Supplied material:
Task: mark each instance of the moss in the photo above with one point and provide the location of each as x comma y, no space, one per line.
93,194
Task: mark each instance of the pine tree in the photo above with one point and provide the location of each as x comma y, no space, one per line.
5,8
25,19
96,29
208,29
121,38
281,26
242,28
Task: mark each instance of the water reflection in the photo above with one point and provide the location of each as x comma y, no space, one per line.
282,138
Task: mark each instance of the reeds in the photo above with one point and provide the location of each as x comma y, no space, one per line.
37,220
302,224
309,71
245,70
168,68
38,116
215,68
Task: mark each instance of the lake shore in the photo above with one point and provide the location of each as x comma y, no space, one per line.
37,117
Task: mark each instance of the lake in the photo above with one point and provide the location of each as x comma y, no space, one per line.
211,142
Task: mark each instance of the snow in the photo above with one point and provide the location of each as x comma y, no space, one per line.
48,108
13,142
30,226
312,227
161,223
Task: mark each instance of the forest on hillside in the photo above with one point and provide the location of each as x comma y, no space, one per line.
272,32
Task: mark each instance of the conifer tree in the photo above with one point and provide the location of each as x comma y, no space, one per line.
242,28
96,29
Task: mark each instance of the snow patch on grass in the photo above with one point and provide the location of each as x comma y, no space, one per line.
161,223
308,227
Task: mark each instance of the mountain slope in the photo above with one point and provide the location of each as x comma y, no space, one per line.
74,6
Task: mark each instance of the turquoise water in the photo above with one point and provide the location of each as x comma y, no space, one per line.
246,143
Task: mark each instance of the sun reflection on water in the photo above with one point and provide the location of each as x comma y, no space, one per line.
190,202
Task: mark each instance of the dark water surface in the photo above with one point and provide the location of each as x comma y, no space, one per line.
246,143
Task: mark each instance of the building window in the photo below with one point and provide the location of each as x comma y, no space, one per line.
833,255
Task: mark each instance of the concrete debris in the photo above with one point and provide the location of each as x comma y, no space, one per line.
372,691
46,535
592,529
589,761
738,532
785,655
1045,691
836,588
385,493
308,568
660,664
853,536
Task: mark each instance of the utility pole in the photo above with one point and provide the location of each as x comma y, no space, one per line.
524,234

Your assignment: Starting at the first line, transcribe the material through to the last.

Response:
Task: mark each instance of the moss in the photo above with one point and provide the location of each as x comma y, no space, one per line.
93,194
Task: mark each instance of the pine tree in the photo above with one point and provide the location of each as x comma y, no space, one per line.
5,8
25,19
96,29
208,29
121,38
281,26
242,28
Task: mark each instance of the water reflection in the photo above with one point and provide the location of each as x comma y, no space, one per line.
282,138
Task: mark each instance of the reeds in the photo above with one point and provide the location of each as x comma y, no space, one per line.
37,220
302,224
309,71
245,70
168,68
38,116
215,68
Task: mark each instance of the lake shore in the photo above with one point and provide the location of each as x comma y, no space, one per line.
37,117
Task: mark each instance of the lake in the photo above with one point and provide the location of each as x comma y, no space, one per line.
211,142
Task: mark each instance of the snow in the photo above with one point and provide the location of each as x comma y, no space, one per line.
48,108
13,142
30,226
312,227
161,223
Task: mark each instance of the forest on hillside in the photo above with one point and provide the location of each as x comma y, no space, one per line.
272,32
Task: mark each instance of the conifer tree in the photo above with one point and provide the location of each as x comma y, no space, one per line.
242,28
96,29
Task: mark each instance of the snow patch on grass in the photo above with one point and provide the location of each as x comma y, no space, one per line.
161,223
308,227
Task: mark each instance of the mountain slope in the photo above with one point and provide the location of each as x comma y, no space, one per line.
74,6
Task: mark each instance of the turquoise water in the photo above with one point and provide the location of each as x comma y, no space, one per line.
246,143
Task: mark each instance of the sun reflection on water in the photo above with one point and provide the location of each as x comma y, no space, one per line.
190,202
Task: mark each instance of the dark water surface in the photo above with one point and provide the location of each as x comma y, no space, one per line.
246,143
Task: mark each instance of the building window in the photo below with one point and provide the location of each as x comma y, no space, one per line.
833,255
Task: mark each instance of the concrete debris in the photo above with one point and provide the location of each as x comma y, no space, one per line.
372,691
46,535
592,529
589,761
738,532
785,655
1045,691
836,588
385,493
308,568
660,664
853,536
Task: mark each instance of the utility pole in the photo above with one point and provide the location of each as x comma y, no space, one per line.
524,234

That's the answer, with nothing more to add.